## Trecho dado
▬▬▬▬▬▬▬▬▬▬

A imagem-mensagem

A imagem-mensagem pode ser considerada um artefato gráfico pela ótica do design. Os estudos em torno deste campo na atualidade incorporam uma visão multidisciplinar e nos ajudam a entender como a sociedade absorve aspectos socioculturais e tecnológicos para criar e ao mesmo tempo refletir e se representar por meio do design de comunicação.

As teorias propostas por Saussure (2002), Peirce (1999) – ambas do final do século XIX – e posteriormente Barthes (1978), sobre a interpretação dos signos na imagem, são amplamente usadas em análises da imagem fotográfica. Entretanto, estando ciente da relevância da semiótica e da linguística para este fim, optamos por analisar as imagens desta pesquisa por perspectivas que contemplassem outros atributos destes objetos: o design gráfico, a tecnologia envolvida na operação de criação e circulação dessa imagem e o contexto social e participação contínua dos usuários no processo de criação e recepção. A partir desses paradigmas, adotamos o termo imagem-mensagem para designarmos esse objeto central da tese, as imagens informacionais produzidas, mediadas e veiculadas nas redes.

▬▬▬▬▬▬▬▬▬▬

[Alguns registros]
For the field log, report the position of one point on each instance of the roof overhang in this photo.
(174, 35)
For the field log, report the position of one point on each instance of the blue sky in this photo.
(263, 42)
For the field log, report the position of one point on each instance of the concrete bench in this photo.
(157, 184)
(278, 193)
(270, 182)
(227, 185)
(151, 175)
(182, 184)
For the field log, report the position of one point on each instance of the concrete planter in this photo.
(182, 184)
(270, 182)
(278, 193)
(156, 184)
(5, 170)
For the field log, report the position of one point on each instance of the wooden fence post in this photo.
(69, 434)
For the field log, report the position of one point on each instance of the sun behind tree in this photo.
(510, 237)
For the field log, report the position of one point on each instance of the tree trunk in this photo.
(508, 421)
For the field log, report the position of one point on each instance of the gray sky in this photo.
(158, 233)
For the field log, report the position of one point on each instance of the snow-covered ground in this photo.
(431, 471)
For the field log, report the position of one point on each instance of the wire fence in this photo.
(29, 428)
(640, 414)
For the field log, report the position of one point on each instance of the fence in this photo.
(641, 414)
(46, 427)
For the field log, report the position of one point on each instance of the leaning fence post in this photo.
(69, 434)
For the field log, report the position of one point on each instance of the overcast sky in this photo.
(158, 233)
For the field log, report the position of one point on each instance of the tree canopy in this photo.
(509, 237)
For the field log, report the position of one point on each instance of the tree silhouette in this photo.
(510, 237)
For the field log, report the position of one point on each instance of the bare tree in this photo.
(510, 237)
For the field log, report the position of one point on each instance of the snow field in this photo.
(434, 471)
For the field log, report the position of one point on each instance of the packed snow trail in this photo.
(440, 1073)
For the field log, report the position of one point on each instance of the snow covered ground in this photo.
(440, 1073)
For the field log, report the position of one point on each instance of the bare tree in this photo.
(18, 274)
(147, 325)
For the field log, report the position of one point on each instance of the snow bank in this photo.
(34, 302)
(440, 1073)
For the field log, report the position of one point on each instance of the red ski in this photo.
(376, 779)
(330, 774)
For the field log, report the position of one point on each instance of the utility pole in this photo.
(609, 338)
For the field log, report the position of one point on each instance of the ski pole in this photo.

▬▬▬▬▬▬▬▬▬▬

## Tarefas
1/ Segundo o trecho sobre a imagem-mensagem, de que período são as teorias de Saussure e Peirce?
2/ Devolva o segmento do trecho sobre a imagem-mensagem que começa em "As teorias propostas" e vai até "veiculadas nas redes.", incluindo estas palavras, sem nenhuma alteração.

## Resultados esperados
1/ Do final do século XIX.

2/
As teorias propostas por Saussure (2002), Peirce (1999) – ambas do final do século XIX – e posteriormente Barthes (1978), sobre a interpretação dos signos na imagem, são amplamente usadas em análises da imagem fotográfica. Entretanto, estando ciente da relevância da semiótica e da linguística para este fim, optamos por analisar as imagens desta pesquisa por perspectivas que contemplassem outros atributos destes objetos: o design gráfico, a tecnologia envolvida na operação de criação e circulação dessa imagem e o contexto social e participação contínua dos usuários no processo de criação e recepção. A partir desses paradigmas, adotamos o termo imagem-mensagem para designarmos esse objeto central da tese, as imagens informacionais produzidas, mediadas e veiculadas nas redes.